Reproduce the whole listing, keeping each line as it is.
== AVAILABLE DATA ==
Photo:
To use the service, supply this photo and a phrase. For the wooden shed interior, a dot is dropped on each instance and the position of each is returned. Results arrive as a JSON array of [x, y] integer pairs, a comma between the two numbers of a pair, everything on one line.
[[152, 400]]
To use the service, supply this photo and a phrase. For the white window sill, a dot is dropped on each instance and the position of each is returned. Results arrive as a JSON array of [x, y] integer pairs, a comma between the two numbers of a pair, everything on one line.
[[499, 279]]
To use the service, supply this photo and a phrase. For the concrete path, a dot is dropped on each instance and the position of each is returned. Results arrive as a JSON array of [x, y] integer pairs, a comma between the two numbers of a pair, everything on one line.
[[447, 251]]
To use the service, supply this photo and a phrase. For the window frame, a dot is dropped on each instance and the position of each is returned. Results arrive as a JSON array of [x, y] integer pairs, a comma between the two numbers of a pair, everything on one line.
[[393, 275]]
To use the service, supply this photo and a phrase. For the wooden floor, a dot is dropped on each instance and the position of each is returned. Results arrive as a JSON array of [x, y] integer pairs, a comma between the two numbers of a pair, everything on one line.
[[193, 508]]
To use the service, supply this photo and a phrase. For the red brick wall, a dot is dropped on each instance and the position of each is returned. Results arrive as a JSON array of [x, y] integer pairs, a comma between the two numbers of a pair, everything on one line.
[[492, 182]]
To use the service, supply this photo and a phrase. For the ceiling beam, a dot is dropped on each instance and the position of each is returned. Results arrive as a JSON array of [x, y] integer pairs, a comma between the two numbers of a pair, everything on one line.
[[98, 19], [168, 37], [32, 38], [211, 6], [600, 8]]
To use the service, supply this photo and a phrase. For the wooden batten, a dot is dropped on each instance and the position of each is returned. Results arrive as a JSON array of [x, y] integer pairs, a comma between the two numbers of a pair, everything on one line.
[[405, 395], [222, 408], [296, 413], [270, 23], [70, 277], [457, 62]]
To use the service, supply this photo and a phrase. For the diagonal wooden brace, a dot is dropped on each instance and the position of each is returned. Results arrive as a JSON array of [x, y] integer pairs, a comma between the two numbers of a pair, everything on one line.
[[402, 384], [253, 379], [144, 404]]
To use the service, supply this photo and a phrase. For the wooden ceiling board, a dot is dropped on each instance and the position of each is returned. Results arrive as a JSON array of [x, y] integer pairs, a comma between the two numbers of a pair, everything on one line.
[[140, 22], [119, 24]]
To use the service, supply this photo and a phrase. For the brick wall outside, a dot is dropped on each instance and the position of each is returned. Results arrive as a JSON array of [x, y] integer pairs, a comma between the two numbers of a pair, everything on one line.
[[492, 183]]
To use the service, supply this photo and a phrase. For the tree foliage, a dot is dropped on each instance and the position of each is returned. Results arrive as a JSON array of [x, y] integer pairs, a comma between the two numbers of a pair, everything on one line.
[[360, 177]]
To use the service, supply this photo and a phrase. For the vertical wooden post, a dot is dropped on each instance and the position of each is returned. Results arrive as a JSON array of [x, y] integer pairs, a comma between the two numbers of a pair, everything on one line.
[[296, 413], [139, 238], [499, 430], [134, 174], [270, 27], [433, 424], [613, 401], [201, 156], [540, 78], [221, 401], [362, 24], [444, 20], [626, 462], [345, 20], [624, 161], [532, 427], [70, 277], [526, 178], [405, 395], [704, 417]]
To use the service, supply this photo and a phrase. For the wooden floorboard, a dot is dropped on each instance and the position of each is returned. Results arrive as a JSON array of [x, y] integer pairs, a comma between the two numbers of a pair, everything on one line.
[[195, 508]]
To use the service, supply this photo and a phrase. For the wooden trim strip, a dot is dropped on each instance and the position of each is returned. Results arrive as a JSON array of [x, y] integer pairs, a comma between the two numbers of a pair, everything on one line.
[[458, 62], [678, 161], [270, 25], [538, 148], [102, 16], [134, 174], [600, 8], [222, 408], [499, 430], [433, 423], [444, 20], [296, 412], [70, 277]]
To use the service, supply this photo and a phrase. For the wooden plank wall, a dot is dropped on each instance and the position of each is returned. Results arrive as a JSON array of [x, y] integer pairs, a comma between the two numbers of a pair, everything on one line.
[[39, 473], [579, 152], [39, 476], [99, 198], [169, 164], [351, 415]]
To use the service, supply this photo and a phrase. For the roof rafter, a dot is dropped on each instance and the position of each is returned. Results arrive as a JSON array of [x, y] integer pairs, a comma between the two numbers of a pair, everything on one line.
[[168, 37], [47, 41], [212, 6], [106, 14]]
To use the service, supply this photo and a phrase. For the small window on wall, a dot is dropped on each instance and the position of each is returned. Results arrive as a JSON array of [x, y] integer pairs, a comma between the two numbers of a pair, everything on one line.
===
ANSWER BOX:
Photo:
To use the service, supply this photo and a phrase. For the wooden shed interior, a dot is dropped on each instance and the position of each is returned. Results arrive as a JSON array of [x, y] integer pairs, a comma between the two numbers of a pair, everything on one line.
[[152, 400]]
To use the service, supply this photo and a phrase. For the white window sill, a dot is dropped on each instance and the position of each is returned. Results arrive as a JSON array of [x, y] integer pairs, a comma between the two numbers of a pair, everything on one line.
[[499, 279]]
To use the service, supply this photo and a phrase. For the concrete path, a dot is dropped on each instance and the position of each is returned. Results arrive as a JSON array of [x, y] integer pairs, a comma between the two numbers of a pair, everything on one line.
[[447, 251]]
To use the service, supply this photo and a phrase. For the window frame, a dot is dropped on each instance and the position of each is returned. Results arrive as a JSON array of [x, y] integer pairs, a comma between the two numbers of a pair, everything on one line.
[[393, 275]]
To use the service, supply this photo and a phrase. For the wooden floor, a dot is dropped on each instance and the position of each is returned. Results arrive as a JSON array of [x, y] integer pairs, a comma between the two numbers of a pair, everything on one line.
[[193, 508]]
To use the service, supply this photo and a phrase. For the red brick wall, a dot is dropped on each instance and the position of each is returned. Results arrive as a JSON array of [x, y] integer pairs, a comma between the two numbers of a pair, everything on one line.
[[492, 182]]
To use the service, supply this photo and a phrase. For the ceiling beam, a dot is dropped on each instance and the position of each is returned. Results arrive as a JSON array of [x, y] integer pairs, a comma between the two numbers of a pair, everything on one line.
[[98, 19], [168, 37], [32, 38], [211, 6], [600, 8]]
To use the service, supply this photo and a phrase. For the wooden batten, a dot is dropped on each instance and the position of each is returned. Results arrive as a JSON array of [x, y] integer pairs, a comma between the two numbers of a pair, everything on one line.
[[405, 395], [222, 408], [296, 413], [270, 23], [70, 277], [457, 62]]
To use the service, supply this photo and a phrase. For the diagonal wooden brace, a dot is dropped on each instance and the position of each is returned. Results arrive as a JSON array of [x, y] integer pairs, a comma between the two numbers of a pair, everything on one line.
[[402, 384], [253, 379], [144, 404]]
To use the service, supply this photo and a phrase. For the wooden ceiling board, a dot is dropped on each instance and the position of each is returned. Results arrive as a JSON array of [x, y] integer pairs, a comma between the two numbers of a pair, everything on one line.
[[140, 22], [119, 24]]
To use the service, supply this photo and a phrase. For the brick wall outside, a dot is dropped on each instance and the position of each is returned. Results arrive as a JSON array of [x, y] integer pairs, a comma between the two numbers of a pair, everything on one line.
[[492, 183]]
To use the service, supply this photo and a phrase. For the tree foliage, a dot is dropped on each instance and the position of each is returned. Results arrive as a JSON array of [x, y] integer pairs, a comma between the two numbers of a pair, everything on one line.
[[360, 177]]
To use the service, supply this photo and a phrase. For the vertical wooden post, a dot is dropped on each instance and the position of each is returned. Results arrive as a JSON array of [x, y] integer pairs, a comma between the two numbers of a pair, everything on one line.
[[296, 413], [139, 238], [499, 430], [134, 174], [270, 27], [433, 424], [613, 401], [201, 156], [540, 78], [221, 401], [362, 24], [444, 20], [626, 462], [345, 20], [624, 161], [532, 427], [70, 277], [526, 178], [405, 395], [704, 417]]
To use the service, supply this photo and a phrase. For the wooden floorboard, a dot is dropped on each instance and the position of each is returned. Results arrive as a JSON array of [x, y] integer pairs, a comma between the two numbers of a pair, everything on one line.
[[195, 508]]
To use the service, supply this photo and a phrase. For the wooden trim strip, a dot is dropped on each instance and the position of each is returned. Results arrive as a JSON array of [x, y] integer pairs, a comma between the two numbers of a pair, everything on one line.
[[458, 62], [678, 161], [270, 25], [538, 148], [102, 16], [134, 174], [600, 8], [222, 408], [499, 430], [433, 423], [444, 20], [296, 412], [70, 277]]
To use the service, supply this photo and a phrase. For the wooden plank wall, a dot is dropped on each instance and the position of each is returned. Results arrive as a JSON array of [x, y] integer pairs, a comma between the two numbers of a pair, everything on one line.
[[39, 473], [579, 152], [39, 476], [99, 198], [169, 164], [351, 415]]
To use the service, supply this photo and a phrase. For the roof rafter, a dot is dropped on each instance and the position of each is returned. Results arrive as a JSON array of [x, y] integer pairs, a comma between the two numbers of a pair, everything on one line.
[[168, 37], [47, 41], [212, 6], [106, 14]]
To use the service, supply this photo and a phrase. For the small window on wall, a dot is dropped on each instance and the position of each is returned. Results arrive as a JSON array of [x, y] integer pairs, a comma between the two numbers of a pair, everything on one line.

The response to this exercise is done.